### AVAILABLE DATA
|---|

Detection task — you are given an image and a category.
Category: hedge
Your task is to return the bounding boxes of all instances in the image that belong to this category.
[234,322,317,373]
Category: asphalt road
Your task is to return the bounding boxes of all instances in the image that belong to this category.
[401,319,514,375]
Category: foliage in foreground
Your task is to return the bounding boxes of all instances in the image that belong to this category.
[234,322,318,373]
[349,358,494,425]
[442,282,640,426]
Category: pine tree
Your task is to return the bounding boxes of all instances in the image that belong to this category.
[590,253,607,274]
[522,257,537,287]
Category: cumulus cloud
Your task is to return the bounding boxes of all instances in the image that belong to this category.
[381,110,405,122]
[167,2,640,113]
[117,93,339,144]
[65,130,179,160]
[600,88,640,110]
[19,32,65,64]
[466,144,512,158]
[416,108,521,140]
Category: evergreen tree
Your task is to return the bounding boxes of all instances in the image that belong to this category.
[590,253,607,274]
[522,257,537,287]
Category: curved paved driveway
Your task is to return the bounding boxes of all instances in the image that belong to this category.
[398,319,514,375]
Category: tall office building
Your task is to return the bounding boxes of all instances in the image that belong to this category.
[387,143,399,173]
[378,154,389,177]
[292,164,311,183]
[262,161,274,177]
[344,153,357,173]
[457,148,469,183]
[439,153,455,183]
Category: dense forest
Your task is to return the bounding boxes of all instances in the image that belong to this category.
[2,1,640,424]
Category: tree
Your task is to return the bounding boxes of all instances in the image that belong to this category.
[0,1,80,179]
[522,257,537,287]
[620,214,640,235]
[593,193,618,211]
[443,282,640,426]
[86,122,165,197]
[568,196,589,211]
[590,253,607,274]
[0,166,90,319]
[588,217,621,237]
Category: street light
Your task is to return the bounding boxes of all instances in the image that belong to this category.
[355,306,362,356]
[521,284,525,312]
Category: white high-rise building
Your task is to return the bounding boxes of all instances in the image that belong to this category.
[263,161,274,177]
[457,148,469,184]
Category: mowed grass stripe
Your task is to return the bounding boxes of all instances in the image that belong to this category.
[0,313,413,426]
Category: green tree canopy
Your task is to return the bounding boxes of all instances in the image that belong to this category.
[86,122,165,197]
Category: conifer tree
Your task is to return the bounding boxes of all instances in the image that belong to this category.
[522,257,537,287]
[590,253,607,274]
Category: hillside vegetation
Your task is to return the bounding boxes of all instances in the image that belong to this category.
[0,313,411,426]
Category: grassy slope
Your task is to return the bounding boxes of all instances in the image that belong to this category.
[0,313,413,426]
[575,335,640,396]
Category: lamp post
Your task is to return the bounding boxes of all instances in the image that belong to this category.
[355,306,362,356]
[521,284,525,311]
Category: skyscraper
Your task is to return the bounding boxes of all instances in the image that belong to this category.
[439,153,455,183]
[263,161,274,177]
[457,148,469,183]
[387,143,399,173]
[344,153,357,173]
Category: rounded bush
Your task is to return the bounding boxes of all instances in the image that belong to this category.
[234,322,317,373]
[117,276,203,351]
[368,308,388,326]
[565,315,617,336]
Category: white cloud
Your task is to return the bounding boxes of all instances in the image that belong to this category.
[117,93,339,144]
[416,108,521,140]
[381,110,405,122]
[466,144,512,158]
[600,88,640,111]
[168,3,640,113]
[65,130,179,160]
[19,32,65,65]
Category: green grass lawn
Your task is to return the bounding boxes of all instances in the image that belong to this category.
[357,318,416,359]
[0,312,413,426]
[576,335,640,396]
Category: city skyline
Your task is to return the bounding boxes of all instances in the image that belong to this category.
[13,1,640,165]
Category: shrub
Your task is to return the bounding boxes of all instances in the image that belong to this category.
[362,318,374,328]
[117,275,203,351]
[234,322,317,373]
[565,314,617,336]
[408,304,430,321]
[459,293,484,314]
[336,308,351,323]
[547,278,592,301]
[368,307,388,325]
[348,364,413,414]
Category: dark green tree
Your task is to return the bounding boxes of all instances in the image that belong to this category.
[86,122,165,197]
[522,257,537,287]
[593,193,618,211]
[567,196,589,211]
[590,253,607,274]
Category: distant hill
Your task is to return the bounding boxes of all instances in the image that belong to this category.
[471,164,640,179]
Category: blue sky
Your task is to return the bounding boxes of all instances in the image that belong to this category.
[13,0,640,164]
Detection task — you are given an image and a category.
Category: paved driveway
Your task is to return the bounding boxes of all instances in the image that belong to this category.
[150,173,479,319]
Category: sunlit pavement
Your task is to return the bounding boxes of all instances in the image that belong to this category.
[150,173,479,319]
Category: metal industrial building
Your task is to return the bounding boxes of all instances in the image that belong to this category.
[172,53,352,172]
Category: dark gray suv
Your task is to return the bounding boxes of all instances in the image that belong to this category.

|---|

### DIRECTIONS FOR THIS TASK
Report each line above containing the string "driveway".

### SOLVED PROBLEM
Category: curved paved driveway
Category: paved driveway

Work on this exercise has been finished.